WORK INSTRUCTIONS:
• A. From the text on waiting below, return the part that opens with the words containing "What Is the" and closes with "full of promise.", copied word for word.
• B. Take the text on waiting below further, continuing it from where it stops.

TEXT FOR ANALYSIS:
------------------------------------------------------------

The process of waiting is faith evoking, as Job found out. He wanted instant answers to his excruciating pain and loss, answers that his friends supplied with slick precision and impeccable orthodoxy. But in the process of waiting for God to speak—waiting persistently though not patiently (in the sense of passively)—Job discovered that he wanted God’s presence even more than he wanted answers. What if God were to give us everything we prayed for immediately? (Would we not be sorry for asking—knowing so little about our real needs?) What if God revealed himself to us totally and instantly in our first encounter? (Would we cry out for the mountains to cover us?) What if Christian maturity were given in one transcendent moment and we never needed to grow? (Would not the Christian life be boring?) What if there were no bodily resurrection to wait for? (Would not all healing in this life be utterly disappointing?) What if Christ were not to come again? (Would not the world then end in a mere fizzle or a bang?) Refusing to wait is like turning to the last page of a novel to find out how it all ends. It spoils the whole story.
What Is the Good of Waiting?
Not all waiting is good. It is not good to wait another day to do the good we can do today or to wait for someone else to do what God has called you to do. It is not good to delay responding to the nuptial invitation of Christ or to wait for supernatural guidance from God when you already know what to do from Scripture. Some waiting is not good because it has an unworthy object, or no object at all, or it is not good because the source is wrong—careless, apathetic, idle waiting without faith, hope and love. But Christian waiting, while hard, can be good and full of promise.

------------------------------------------------------------

Extracted data entries:
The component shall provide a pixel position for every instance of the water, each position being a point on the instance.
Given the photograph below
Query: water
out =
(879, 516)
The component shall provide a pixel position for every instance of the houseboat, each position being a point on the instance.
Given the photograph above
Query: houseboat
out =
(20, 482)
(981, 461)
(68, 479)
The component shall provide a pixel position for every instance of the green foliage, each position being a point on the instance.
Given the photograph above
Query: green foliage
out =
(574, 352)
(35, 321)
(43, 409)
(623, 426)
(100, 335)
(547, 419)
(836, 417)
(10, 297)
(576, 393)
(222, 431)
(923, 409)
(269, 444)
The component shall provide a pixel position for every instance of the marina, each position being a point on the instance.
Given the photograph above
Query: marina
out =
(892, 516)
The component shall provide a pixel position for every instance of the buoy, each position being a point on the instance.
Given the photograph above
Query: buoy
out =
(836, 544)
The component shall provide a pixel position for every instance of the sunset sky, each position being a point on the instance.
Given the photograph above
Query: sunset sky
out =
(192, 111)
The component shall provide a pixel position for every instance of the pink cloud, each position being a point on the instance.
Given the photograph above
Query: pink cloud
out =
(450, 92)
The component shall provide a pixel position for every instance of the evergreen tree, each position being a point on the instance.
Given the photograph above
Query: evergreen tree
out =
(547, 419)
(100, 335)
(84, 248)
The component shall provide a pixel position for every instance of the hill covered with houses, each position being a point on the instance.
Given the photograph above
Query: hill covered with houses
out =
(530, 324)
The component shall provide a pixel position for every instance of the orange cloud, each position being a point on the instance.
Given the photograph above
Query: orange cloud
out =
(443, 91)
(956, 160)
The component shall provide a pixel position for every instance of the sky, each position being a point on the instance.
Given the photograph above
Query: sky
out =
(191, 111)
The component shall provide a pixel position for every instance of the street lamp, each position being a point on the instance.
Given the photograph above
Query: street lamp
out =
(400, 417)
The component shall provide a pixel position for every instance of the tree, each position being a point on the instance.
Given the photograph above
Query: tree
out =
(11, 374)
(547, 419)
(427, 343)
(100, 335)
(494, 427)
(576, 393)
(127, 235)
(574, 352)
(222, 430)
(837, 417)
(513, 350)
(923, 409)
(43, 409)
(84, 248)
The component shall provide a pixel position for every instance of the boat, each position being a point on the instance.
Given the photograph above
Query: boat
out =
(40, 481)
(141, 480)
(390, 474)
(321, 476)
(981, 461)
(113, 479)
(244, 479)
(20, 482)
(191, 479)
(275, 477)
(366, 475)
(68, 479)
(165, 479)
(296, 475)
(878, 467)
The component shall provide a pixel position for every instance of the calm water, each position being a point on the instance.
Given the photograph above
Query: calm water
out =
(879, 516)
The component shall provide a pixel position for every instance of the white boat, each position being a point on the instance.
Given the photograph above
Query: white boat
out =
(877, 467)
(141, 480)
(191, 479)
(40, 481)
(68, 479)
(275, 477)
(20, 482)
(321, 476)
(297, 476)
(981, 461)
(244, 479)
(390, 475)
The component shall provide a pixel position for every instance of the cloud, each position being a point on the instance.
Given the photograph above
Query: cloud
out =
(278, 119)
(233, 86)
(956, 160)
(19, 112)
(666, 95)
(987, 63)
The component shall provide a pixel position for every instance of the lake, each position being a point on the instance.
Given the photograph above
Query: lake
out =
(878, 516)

------------------------------------------------------------

ANSWER SECTION:
• A.
What Is the Good of Waiting?
Not all waiting is good. It is not good to wait another day to do the good we can do today or to wait for someone else to do what God has called you to do. It is not good to delay responding to the nuptial invitation of Christ or to wait for supernatural guidance from God when you already know what to do from Scripture. Some waiting is not good because it has an unworthy object, or no object at all, or it is not good because the source is wrong—careless, apathetic, idle waiting without faith, hope and love. But Christian waiting, while hard, can be good and full of promise.

• B.
So opportunities to wait in everyday life can become a means of grace. Waiting in lines of people or cars gives us the opportunity to pray and meditate. If we cannot talk to the people around us, we can at least pray for them and our loved ones. Waiting relationally for the returns of love, for a long-awaited letter, for the answer to an important question, gives us the opportunity to go deeper with ourselves and God. Busyness and frenetic-paced living insulate us from getting in touch with ourselves, a vital dimension of Christian maturity. Waiting for late dinner guests can be a deliciously relaxing, leisure-full moment in the day. Waiting for the sabbath each week can relativize our everyday work.
Reflecting on this matter, the Indian Christian Chandapilla once observed that there is always plenty of room at the end of the line. Up front, people are elbowing and pushing their way forward. But at the end of the line—a metaphor for the human factor in every situation whether business, church, family or neighborhood—there is no competition. You can find and be found by God, and you can find yourself waiting at the end of the line.